TEXT SECTION:
Search

EP-4740009-A1 - ANALYSING LIQUID CHROMATOGRAPHY ELECTROSPRAY IONISATION MASS SPECTROMETRY (LC-ESI-MS) DATA

EP4740009A1EP 4740009 A1EP4740009 A1EP 4740009A1EP-4740009-A1

Abstract

A computer system for analysing liquid chromatography electrospray ionisation mass spectrometry (LC-ESI-MS) data. The computer system is configured to implement a raw data processor that extracts a mass spectrum based on data at each retention time and a base peak signal intensity derived from the peak apex and the baseline, from a base peak chromatogram derived from raw LC- ESI-MS data. The system also implements a fingerprinting system performing background correction for detected peaks, producing a m/z value by subtracting mass over charge (m/z) values of the baseline from an original m/z value and, if the resulting m/z value is positive, restoring the original m/z value. The fingerprinting system generates a compact data representation comprising, for each detected peak, the retention time, original m/z values and intensities, and performs chemical fingerprinting for the raw LC-ESI-MS data based on the compact data representation.

Inventors

  • TAY, Wei Peng, Dillon
  • LIM, Yee Hwee

Assignees

  • Agency for Science, Technology and Research

Dates

Publication Date
20260513
Application Date
20240705

Claims (20)

  1. 1. A computer system for analysing liquid chromatography electrospray ionisation mass spectrometry (LC-ESI-MS) data, comprising : memory; and at least one processor, the memory storing instructions that, when executed by the at least one processor, cause the computer system to: implement a raw data processor that: obtains raw LC-ESI-MS data from a source and extracts a base peak chromatogram (BPC) from the raw data; detects, from the BPC, a peak for each signal intensity above a first predetermined threshold and, for each detected peak, a retention time, a peak apex and a baseline; and extracts a mass spectrum based on data at each retention time and a base peak signal intensity derived from the peak apex and the baseline; and implement a fingerprinting system that: performs background correction by, for each detected peak, producing a resulting m/z value by subtracting mass over charge (m/z) values of the baseline from an original m/z value and, if the resulting m/z value is positive, restoring the original m/z value; and generates a compact data representation comprising, for each detected peak, the retention time, original m/z values and intensities; and performs chemical fingerprinting for the raw LC-ESI-MS data based on the compact data representation.
  2. 2. The computer system of claim 1, wherein the raw data processor identifies, for each detected peak, the peak apex by determining if the peak comprises: an intensity plateau, the peak apex comprising a midpoint of the detected peak; or a gradient sign change to negative, the peak apex corresponding to a point at which the gradient sign changes to negative.
  3. 3. The computer system of claim 1 or 2, wherein the raw data processor detects, for each detected peak, the baseline by sampling a nearest baseline timepoint prior to the detected peak and a nearest baseline timepoint after the detected peak.
  4. 4. The computer system of claim 3, wherein the m/z values of the baseline comprise the m/z values of the nearest baseline timepoints.
  5. 5. The computer system of any one of claims 1 to 4, wherein the raw data processor: detects background noise from the BPC based on an intensity of less than a second predetermined threshold; and averages out the background noise.

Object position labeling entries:
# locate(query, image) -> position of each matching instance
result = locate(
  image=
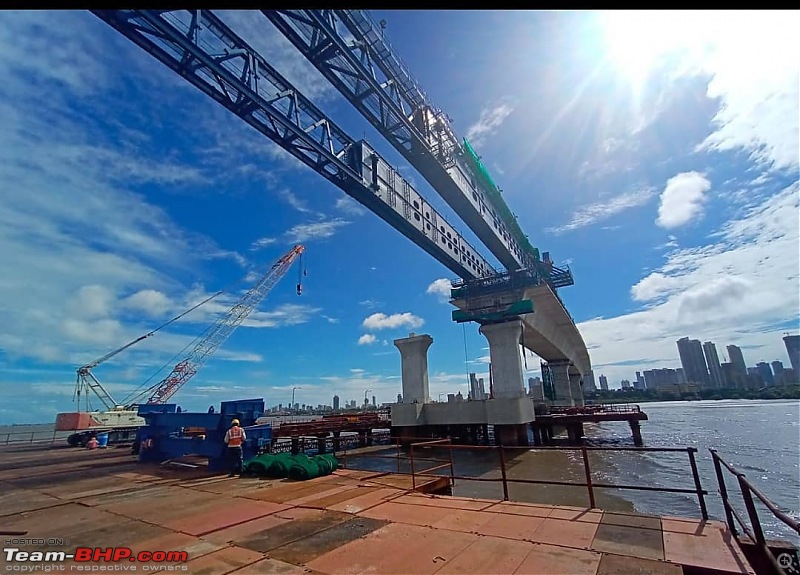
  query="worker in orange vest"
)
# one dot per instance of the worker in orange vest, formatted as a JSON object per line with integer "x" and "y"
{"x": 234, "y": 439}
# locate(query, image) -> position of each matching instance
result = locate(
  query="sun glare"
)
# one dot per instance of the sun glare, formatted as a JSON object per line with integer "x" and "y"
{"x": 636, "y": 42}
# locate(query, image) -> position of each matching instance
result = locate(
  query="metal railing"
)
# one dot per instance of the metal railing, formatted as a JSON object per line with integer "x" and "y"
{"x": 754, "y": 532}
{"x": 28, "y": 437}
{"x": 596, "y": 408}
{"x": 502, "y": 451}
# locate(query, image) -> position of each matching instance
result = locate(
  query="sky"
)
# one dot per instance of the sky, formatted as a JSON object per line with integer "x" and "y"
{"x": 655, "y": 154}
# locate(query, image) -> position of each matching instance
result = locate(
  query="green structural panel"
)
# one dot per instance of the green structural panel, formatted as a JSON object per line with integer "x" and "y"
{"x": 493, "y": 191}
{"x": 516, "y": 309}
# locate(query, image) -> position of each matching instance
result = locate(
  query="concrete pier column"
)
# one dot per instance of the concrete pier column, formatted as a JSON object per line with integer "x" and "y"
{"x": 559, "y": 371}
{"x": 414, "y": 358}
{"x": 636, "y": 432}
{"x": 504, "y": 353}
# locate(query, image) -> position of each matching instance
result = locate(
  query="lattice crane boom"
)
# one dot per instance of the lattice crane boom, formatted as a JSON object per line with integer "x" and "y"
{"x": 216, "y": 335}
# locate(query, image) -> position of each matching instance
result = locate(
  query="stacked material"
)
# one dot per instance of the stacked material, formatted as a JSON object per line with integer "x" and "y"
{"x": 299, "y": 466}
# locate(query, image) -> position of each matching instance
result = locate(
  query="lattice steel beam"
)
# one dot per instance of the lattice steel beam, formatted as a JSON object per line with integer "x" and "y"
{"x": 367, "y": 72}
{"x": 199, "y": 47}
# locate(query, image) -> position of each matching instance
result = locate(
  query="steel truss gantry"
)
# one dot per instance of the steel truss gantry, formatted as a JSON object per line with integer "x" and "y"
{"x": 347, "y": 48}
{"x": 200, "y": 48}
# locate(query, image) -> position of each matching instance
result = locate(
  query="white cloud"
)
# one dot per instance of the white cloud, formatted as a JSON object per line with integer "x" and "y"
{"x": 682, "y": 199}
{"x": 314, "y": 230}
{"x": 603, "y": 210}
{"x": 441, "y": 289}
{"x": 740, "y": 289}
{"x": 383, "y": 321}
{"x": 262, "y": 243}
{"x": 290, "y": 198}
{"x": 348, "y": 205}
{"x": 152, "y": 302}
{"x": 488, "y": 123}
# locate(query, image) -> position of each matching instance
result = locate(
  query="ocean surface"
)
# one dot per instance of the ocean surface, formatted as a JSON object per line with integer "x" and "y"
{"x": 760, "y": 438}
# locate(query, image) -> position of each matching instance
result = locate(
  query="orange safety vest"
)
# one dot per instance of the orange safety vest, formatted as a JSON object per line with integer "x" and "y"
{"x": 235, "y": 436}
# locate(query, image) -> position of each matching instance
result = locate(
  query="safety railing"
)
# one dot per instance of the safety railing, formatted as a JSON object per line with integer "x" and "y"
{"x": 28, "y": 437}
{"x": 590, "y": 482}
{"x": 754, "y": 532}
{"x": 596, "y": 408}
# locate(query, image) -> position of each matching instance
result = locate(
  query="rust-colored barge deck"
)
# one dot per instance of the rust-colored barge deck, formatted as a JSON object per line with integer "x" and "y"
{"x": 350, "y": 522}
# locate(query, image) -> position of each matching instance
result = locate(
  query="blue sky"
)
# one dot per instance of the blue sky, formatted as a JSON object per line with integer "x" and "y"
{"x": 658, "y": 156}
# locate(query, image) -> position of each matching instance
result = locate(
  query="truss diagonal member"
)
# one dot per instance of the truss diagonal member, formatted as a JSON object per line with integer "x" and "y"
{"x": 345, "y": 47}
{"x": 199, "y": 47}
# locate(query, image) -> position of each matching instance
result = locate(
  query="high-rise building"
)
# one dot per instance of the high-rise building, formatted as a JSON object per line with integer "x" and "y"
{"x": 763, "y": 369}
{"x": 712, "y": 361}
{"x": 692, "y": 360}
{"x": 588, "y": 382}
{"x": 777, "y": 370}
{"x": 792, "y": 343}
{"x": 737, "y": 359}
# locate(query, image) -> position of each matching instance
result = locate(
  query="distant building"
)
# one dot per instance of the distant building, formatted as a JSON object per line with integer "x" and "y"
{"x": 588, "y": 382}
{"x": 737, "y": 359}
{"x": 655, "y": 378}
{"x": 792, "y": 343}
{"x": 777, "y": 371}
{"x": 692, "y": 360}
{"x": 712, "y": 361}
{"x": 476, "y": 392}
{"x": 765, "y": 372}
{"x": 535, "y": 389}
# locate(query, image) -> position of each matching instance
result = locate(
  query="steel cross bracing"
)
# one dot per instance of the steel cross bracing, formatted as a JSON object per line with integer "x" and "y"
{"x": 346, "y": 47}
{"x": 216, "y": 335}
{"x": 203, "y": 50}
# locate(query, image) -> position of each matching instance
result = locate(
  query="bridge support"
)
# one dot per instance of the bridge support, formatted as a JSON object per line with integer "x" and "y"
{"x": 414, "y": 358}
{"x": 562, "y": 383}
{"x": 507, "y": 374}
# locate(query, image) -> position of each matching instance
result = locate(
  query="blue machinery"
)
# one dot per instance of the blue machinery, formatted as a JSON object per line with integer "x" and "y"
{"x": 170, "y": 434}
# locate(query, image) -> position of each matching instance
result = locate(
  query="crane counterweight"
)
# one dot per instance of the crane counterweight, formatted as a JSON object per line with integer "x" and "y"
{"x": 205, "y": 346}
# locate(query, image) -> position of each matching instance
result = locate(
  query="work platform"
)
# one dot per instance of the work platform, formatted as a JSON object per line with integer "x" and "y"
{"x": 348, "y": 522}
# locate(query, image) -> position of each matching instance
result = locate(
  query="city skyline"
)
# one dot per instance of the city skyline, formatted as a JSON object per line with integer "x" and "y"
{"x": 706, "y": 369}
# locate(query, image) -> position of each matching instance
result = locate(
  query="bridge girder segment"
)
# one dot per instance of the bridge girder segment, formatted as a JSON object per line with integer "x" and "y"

REQUIREMENT A:
According to the patent page, what does the compact data representation contain for each detected peak? List every item.
REQUIREMENT B:
Filter the rows, keeping every line that contains the string "truss".

TASK RESPONSE A:
- The retention time
- Original m/z values
- Intensities

TASK RESPONSE B:
  query="steel truss gantry"
# one dot per instance of the steel truss gantry, formatted as a JSON object per line with integer "x" and "y"
  query="truss diagonal member"
# one dot per instance of the truss diagonal member, formatted as a JSON object per line with integer "x" and "y"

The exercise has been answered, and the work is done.